▶ Task brief
Scan the entries below, and for each line that includes the word "leafy", make a copy.

▶ Task data
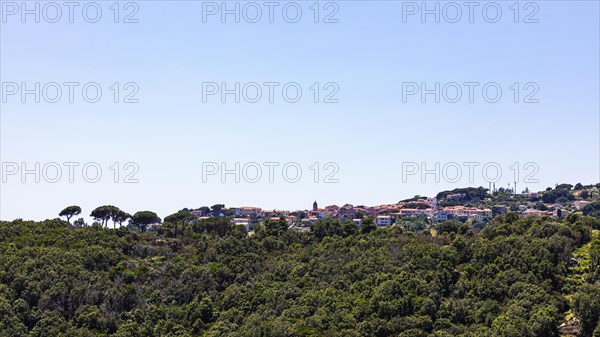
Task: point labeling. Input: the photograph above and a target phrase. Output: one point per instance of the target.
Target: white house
(247, 211)
(384, 220)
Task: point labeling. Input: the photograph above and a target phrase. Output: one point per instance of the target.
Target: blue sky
(368, 135)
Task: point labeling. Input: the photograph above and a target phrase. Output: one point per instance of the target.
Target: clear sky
(366, 59)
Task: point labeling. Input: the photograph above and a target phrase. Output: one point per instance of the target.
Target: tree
(119, 217)
(70, 212)
(216, 209)
(592, 209)
(103, 214)
(142, 219)
(180, 218)
(368, 225)
(79, 223)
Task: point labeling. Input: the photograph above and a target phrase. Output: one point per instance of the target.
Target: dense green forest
(517, 277)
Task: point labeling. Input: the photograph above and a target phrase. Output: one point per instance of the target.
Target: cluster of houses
(384, 215)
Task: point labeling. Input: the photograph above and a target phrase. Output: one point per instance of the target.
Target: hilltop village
(468, 205)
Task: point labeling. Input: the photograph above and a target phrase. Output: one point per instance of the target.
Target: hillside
(513, 278)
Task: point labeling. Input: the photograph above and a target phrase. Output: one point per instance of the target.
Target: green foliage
(212, 279)
(70, 211)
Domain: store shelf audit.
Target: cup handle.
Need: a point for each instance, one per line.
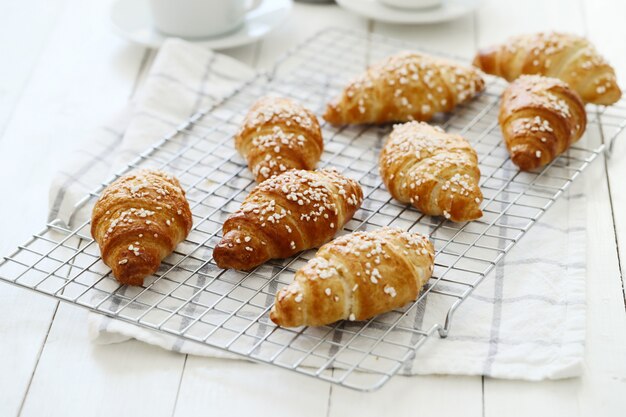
(253, 5)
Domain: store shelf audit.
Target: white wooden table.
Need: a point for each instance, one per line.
(64, 72)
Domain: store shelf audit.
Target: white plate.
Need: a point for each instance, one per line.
(132, 20)
(373, 9)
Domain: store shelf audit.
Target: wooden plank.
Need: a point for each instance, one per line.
(304, 21)
(21, 45)
(236, 388)
(412, 396)
(496, 20)
(605, 377)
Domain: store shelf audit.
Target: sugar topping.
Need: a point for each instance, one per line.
(438, 152)
(408, 72)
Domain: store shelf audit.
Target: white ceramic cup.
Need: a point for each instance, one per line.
(199, 18)
(411, 4)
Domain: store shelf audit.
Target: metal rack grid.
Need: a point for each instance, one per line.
(192, 298)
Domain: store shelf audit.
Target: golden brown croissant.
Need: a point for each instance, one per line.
(435, 171)
(570, 58)
(355, 277)
(138, 221)
(406, 86)
(540, 118)
(278, 135)
(286, 214)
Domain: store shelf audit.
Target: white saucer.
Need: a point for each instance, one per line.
(373, 9)
(132, 20)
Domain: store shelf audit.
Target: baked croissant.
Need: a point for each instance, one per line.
(406, 86)
(278, 135)
(356, 277)
(286, 214)
(435, 171)
(138, 221)
(570, 58)
(540, 118)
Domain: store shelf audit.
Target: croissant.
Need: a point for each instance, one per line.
(286, 214)
(436, 172)
(137, 221)
(356, 277)
(570, 58)
(278, 135)
(406, 86)
(540, 118)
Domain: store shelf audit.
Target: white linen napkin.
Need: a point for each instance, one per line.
(526, 320)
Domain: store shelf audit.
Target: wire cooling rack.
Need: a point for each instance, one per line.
(192, 298)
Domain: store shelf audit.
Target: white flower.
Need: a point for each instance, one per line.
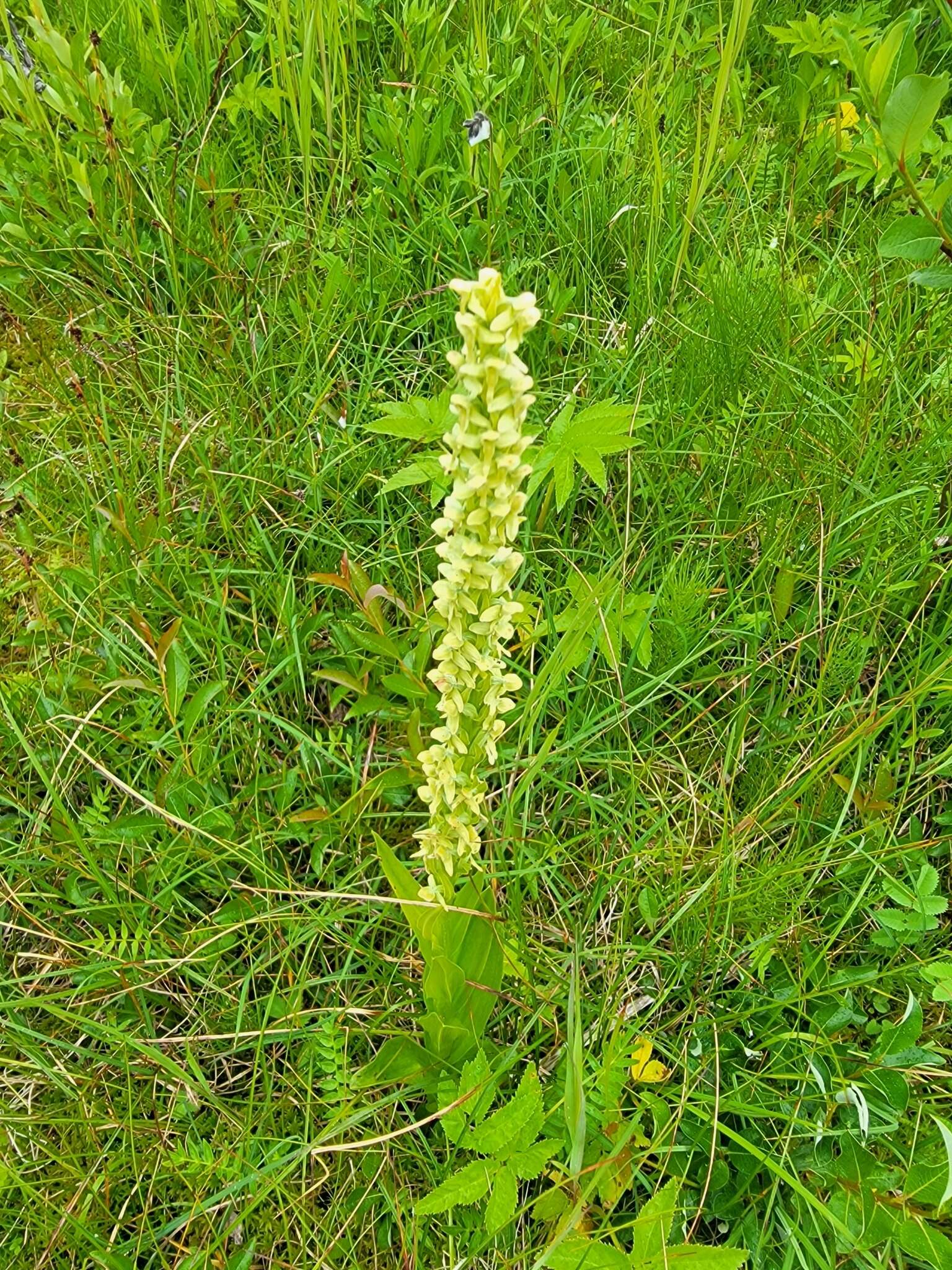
(478, 128)
(474, 596)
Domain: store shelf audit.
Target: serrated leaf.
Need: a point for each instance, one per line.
(530, 1163)
(501, 1201)
(593, 464)
(465, 1186)
(579, 1254)
(583, 437)
(500, 1133)
(653, 1226)
(475, 1076)
(927, 882)
(415, 419)
(425, 470)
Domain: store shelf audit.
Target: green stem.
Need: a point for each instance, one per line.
(923, 206)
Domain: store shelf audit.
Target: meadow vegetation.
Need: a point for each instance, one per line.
(718, 848)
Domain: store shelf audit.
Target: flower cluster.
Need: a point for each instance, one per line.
(482, 517)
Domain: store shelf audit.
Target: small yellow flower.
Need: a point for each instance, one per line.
(848, 118)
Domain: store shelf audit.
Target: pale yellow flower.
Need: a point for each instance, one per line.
(474, 596)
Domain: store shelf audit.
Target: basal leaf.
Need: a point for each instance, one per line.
(399, 1060)
(912, 238)
(909, 113)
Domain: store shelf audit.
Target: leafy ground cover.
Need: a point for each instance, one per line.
(720, 832)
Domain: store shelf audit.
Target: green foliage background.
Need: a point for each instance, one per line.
(225, 233)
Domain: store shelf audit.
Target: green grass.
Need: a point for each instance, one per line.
(198, 944)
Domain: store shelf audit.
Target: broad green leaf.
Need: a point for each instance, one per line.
(579, 1254)
(924, 1242)
(892, 59)
(407, 888)
(501, 1201)
(912, 238)
(695, 1256)
(466, 1186)
(897, 1038)
(197, 706)
(583, 437)
(937, 277)
(474, 944)
(444, 990)
(868, 1221)
(175, 677)
(415, 419)
(653, 1226)
(909, 113)
(397, 1061)
(452, 1043)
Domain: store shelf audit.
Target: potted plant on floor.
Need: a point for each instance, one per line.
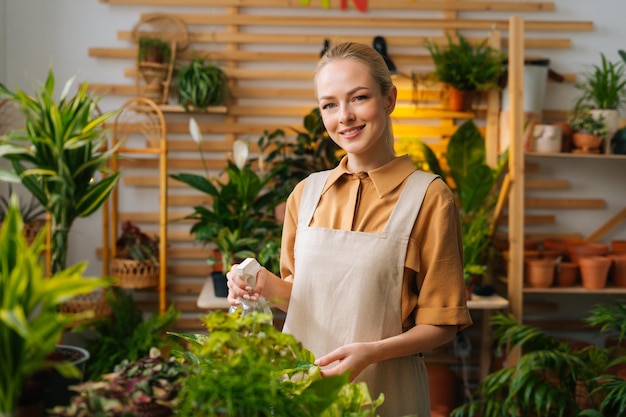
(61, 156)
(30, 322)
(478, 188)
(465, 68)
(240, 218)
(554, 377)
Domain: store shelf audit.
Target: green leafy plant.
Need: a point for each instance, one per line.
(30, 322)
(244, 366)
(201, 84)
(603, 87)
(291, 161)
(477, 187)
(151, 49)
(135, 244)
(552, 377)
(60, 155)
(125, 335)
(464, 66)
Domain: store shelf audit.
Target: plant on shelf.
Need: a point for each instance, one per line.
(604, 86)
(201, 84)
(478, 189)
(466, 67)
(240, 218)
(30, 322)
(153, 50)
(554, 377)
(136, 259)
(60, 156)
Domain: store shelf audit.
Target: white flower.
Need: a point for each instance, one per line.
(240, 153)
(194, 129)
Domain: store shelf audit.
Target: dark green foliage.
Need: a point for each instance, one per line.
(464, 66)
(552, 378)
(126, 335)
(201, 85)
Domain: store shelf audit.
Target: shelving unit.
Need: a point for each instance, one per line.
(139, 130)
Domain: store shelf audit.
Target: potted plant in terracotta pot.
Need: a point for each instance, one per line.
(603, 90)
(588, 132)
(467, 69)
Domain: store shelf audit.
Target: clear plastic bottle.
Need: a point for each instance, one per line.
(248, 270)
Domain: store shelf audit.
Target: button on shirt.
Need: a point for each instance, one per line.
(433, 288)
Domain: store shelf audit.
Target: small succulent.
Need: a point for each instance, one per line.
(137, 245)
(147, 387)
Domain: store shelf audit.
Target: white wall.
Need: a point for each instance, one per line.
(35, 34)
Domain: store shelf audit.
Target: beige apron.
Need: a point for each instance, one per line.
(347, 288)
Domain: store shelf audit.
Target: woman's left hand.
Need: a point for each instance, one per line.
(354, 357)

▶ Answer below
Target: leafy ground cover.
Target: green leafy plant.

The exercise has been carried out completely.